> [Supplied data]:

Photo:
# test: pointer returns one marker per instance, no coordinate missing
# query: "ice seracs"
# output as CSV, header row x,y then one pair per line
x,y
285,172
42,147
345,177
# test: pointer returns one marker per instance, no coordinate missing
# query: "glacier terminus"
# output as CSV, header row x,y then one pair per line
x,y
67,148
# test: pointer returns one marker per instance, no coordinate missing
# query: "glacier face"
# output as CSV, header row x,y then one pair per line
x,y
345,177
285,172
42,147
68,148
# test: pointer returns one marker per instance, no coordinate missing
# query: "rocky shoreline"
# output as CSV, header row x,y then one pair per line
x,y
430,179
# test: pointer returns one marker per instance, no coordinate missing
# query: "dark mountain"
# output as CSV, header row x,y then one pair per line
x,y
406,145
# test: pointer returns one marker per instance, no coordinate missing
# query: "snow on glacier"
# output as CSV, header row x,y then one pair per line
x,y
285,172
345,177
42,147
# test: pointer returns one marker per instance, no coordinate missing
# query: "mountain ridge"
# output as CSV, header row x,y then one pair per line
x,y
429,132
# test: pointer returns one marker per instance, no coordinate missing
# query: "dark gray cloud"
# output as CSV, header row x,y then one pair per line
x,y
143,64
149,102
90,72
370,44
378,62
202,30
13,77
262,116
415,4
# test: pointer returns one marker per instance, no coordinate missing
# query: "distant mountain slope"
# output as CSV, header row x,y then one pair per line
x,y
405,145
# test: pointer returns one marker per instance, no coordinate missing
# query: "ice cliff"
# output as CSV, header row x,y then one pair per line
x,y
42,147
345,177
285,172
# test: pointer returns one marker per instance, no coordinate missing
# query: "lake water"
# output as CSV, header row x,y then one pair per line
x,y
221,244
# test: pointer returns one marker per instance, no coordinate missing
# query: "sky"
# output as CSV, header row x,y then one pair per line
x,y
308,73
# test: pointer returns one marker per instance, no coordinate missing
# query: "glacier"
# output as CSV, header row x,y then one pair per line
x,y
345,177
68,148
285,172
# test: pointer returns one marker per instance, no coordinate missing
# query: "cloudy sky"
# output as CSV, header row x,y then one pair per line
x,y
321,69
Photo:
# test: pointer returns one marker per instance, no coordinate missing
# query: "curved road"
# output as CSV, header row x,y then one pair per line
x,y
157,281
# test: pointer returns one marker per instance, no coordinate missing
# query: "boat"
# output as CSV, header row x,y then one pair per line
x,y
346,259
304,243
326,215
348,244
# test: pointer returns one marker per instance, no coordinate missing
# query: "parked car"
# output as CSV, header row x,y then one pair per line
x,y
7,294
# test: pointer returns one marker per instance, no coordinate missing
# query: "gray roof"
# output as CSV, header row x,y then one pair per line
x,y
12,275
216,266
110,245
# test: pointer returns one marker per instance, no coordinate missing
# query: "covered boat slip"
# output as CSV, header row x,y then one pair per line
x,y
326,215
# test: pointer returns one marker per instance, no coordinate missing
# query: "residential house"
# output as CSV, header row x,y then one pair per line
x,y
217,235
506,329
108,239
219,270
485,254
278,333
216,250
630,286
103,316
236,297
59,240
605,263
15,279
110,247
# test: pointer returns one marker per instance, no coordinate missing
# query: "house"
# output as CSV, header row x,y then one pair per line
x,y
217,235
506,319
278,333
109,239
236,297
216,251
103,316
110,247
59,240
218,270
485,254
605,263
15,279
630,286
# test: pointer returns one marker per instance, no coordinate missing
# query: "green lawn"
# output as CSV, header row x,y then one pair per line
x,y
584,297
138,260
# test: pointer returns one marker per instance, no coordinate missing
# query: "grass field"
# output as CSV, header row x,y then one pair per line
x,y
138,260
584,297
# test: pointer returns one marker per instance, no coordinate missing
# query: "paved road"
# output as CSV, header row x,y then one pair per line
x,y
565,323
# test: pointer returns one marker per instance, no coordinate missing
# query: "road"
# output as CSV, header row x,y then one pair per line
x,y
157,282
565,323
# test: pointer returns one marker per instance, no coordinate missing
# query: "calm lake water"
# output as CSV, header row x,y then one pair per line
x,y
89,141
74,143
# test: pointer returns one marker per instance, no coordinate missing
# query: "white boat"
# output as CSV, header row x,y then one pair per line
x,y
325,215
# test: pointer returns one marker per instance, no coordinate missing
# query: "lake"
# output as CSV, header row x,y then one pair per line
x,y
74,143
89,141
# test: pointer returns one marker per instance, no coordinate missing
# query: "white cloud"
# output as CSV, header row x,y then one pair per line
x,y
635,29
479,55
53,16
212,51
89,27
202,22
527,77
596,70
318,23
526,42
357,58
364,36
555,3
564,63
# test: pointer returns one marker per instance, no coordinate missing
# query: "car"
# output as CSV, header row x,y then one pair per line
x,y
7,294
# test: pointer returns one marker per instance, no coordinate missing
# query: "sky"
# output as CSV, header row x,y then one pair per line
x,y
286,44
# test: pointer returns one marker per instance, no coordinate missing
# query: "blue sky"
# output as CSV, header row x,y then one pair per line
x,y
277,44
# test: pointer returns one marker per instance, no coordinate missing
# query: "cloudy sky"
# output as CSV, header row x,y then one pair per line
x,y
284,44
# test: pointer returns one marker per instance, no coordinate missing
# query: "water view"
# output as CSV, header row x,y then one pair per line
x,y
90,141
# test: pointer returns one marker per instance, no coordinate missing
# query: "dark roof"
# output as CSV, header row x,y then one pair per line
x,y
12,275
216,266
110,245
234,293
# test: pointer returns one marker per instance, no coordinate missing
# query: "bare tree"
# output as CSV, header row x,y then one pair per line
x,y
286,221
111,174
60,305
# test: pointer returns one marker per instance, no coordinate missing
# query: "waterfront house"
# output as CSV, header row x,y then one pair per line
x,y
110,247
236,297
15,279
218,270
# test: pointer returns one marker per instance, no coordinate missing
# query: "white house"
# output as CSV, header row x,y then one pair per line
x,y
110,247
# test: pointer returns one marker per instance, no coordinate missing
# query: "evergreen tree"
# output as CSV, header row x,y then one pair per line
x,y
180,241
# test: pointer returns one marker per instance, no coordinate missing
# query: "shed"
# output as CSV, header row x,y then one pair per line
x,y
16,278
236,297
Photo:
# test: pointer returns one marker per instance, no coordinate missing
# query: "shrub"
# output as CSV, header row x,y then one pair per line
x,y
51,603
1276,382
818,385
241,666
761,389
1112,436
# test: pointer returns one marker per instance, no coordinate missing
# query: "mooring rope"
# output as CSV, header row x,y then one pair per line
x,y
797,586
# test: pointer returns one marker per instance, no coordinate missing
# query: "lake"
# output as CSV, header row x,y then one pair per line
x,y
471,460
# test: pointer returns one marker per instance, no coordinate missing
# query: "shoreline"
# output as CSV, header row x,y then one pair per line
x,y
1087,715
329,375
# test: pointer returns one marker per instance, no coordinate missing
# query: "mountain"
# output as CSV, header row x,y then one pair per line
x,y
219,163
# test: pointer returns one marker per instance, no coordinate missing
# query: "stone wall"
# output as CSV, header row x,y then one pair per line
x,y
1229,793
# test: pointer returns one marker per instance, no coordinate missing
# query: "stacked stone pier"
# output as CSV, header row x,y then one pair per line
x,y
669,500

> [How to complete this task]:
Each entry above must be repeated word for word.

> [The answer]:
Photo:
# test: pointer returns one marker per instance, no coordinate missing
# query: "ice seracs"
# output as CSV, header row x,y then one pair per line
x,y
285,172
42,147
345,177
# test: pointer returns one marker per instance, no coordinate missing
# query: "glacier terminus"
# output as CSV, header row x,y then one pair per line
x,y
67,148
# test: pointer returns one marker per instance, no coordinate missing
# query: "glacier face"
# output as CSV, header row x,y then one pair per line
x,y
345,177
285,172
42,147
68,148
# test: pointer returns one marker per instance, no coordinate missing
# query: "rocky shoreline"
# output as CSV, header row x,y then one pair per line
x,y
430,179
# test: pointer returns one marker per instance, no coordinate missing
# query: "dark mountain"
# output as CSV, header row x,y then one pair per line
x,y
406,145
# test: pointer returns one marker per instance, no coordinate missing
# query: "snow on glacier"
# output as CSV, header row x,y then one pair per line
x,y
285,172
345,177
42,147
# test: pointer returns one marker per instance, no coordinate missing
# query: "mountain ridge"
# output as CSV, header row x,y then one pair per line
x,y
429,132
# test: pointer returns one marker per instance, no coordinate missing
# query: "dark gray cloud"
# output as CSV, header row x,y then one pair per line
x,y
143,64
149,102
90,72
370,44
378,62
202,30
13,77
262,116
415,4
# test: pointer returns one marker per instance, no coordinate missing
# query: "distant mountain slope"
# output as CSV, header row x,y then one pair per line
x,y
405,145
# test: pointer returns one marker per instance, no coordinate missing
# query: "ice cliff"
# output as CSV, header row x,y then one pair per line
x,y
42,147
345,177
285,172
# test: pointer returns one marker per instance, no coordinate missing
# query: "lake water"
# output as CSV, header row x,y then one pair per line
x,y
221,244
# test: pointer returns one marker per instance, no coordinate missing
# query: "sky"
# output as CSV, header row x,y then one pair per line
x,y
308,73
# test: pointer returns one marker per instance, no coordinate missing
# query: "glacier"
# output as CSV, header row x,y then one pair per line
x,y
345,177
68,148
285,172
# test: pointer returns one marker per instance, no coordinate missing
# query: "cloudy sky"
# output as CSV, header row x,y then one pair per line
x,y
321,69
Photo:
# test: pointer returns one marker per instance, no coordinate missing
# query: "curved road"
# output as CSV, header row x,y then one pair per line
x,y
157,281
# test: pointer returns one marker per instance, no coordinate missing
# query: "boat"
# output as CSV, header row x,y then one pair per line
x,y
346,259
304,243
326,215
348,244
# test: pointer returns one marker per instance, no coordinate missing
# query: "parked car"
# output as CSV, header row x,y then one pair per line
x,y
7,294
# test: pointer returns one marker per instance, no coordinate missing
# query: "gray roof"
# output as CSV, header row x,y then one pair per line
x,y
12,275
216,266
110,245
# test: pointer returns one marker per instance, no coordinate missing
# query: "covered boat slip"
# output as CSV, header row x,y then one pair per line
x,y
326,215
# test: pointer returns one marker per instance, no coordinate missing
# query: "residential house"
# output as CSV, header row x,y then one pair per line
x,y
217,235
506,329
108,239
219,270
485,254
278,333
216,250
630,286
103,316
236,297
59,240
605,263
15,279
110,247
# test: pointer returns one marker per instance, no coordinate missing
# query: "house"
# output as CSV, header row x,y then one pair per line
x,y
217,235
506,319
278,333
109,239
236,297
216,251
103,316
110,247
59,240
218,270
485,254
605,263
15,279
630,286
# test: pointer returns one marker per instance, no coordinate missing
# query: "green lawn"
# output as CSV, header row x,y then one pair per line
x,y
584,297
138,260
# test: pointer returns one marker per instance, no coordinate missing
# query: "grass field"
# output as CSV, header row x,y then one pair per line
x,y
138,260
584,297
# test: pointer returns one marker per instance, no coordinate missing
# query: "paved road"
# output as CSV, header row x,y then one pair per line
x,y
565,323
# test: pointer returns one marker per instance, no coordinate missing
# query: "road"
# output as CSV, header row x,y then one pair per line
x,y
157,282
565,323
# test: pointer returns one marker per instance, no coordinate missing
# query: "calm lake water"
# output as CSV, header row x,y then one pair per line
x,y
89,141
74,143
# test: pointer returns one marker per instance, no coordinate missing
# query: "white boat"
# output as CSV, header row x,y then one pair per line
x,y
325,215
# test: pointer returns one marker per instance, no coordinate missing
# query: "lake"
# output as CSV, header row x,y then one pair per line
x,y
74,143
89,141
# test: pointer returns one marker per instance, no coordinate missing
# query: "white cloud"
# output as CSV, header row x,y then one pair per line
x,y
635,29
479,55
53,16
212,51
89,27
202,22
527,77
596,70
318,23
526,42
357,58
364,36
555,3
564,63
# test: pointer returns one marker per instance, no coordinate missing
# query: "car"
# output as CSV, header row x,y then one pair per line
x,y
7,294
# test: pointer returns one marker per instance, no coordinate missing
# query: "sky"
# output as CSV, header row x,y then one pair per line
x,y
286,44
# test: pointer returns one marker per instance, no coordinate missing
# query: "blue sky"
# output as CSV, header row x,y then one pair per line
x,y
277,44
# test: pointer returns one marker per instance, no coordinate missing
# query: "cloudy sky"
# output as CSV, header row x,y then one pair per line
x,y
284,44
# test: pointer returns one marker per instance, no coordinate missing
# query: "water view"
# output as CSV, header row x,y then one pair per line
x,y
90,141
# test: pointer returns one marker per instance, no coordinate missing
# query: "dark roof"
# output as CSV, header row x,y then one pair per line
x,y
12,275
216,266
110,245
234,293
# test: pointer returns one marker per instance, no coordinate missing
# query: "bare tree"
# output as CSV, header row x,y then one pair per line
x,y
286,221
111,174
60,305
# test: pointer returns one marker per instance, no coordinate missing
# query: "waterfront house"
# output as CSV, header row x,y then one pair per line
x,y
110,247
236,297
15,279
218,270
# test: pointer returns one marker per instance, no coordinate missing
# query: "white house"
# output as CSV, header row x,y then one pair per line
x,y
110,247
# test: pointer returns one marker per instance, no coordinate missing
# query: "evergreen tree"
# output as CSV, header row x,y then one pair per line
x,y
180,241
# test: pointer returns one marker per instance, no coordinate missing
# query: "shed"
# output as CSV, header row x,y then one pair per line
x,y
16,278
236,297
Photo:
# test: pointer returns one marker per instance, no coordinate missing
# query: "shrub"
# output as CSV, header row x,y then one pair per line
x,y
51,603
1276,382
818,385
241,666
761,389
1112,436
# test: pointer returns one marker per instance, no coordinate missing
# query: "mooring rope"
# output as CSV, header row x,y then one pair per line
x,y
797,586
# test: pointer returns one marker per instance, no coordinate missing
# query: "lake"
# output as CSV, header row x,y then one pair per line
x,y
471,460
# test: pointer returns one marker per instance, no coordinate missing
# query: "shoreline"
# output as CSV, header row x,y then one pair per line
x,y
1087,715
329,375
# test: pointer returns one marker per instance, no coordinate missing
# query: "mountain"
# output as CSV, header row x,y then one pair per line
x,y
219,163
# test: pointer returns one marker per instance, no coordinate missing
# query: "stone wall"
# output as CSV, header row x,y then one pair per line
x,y
1229,793
# test: pointer returns one marker per instance, no coordinate missing
# query: "stacked stone pier"
# output as CSV, header row x,y then one pair per line
x,y
669,500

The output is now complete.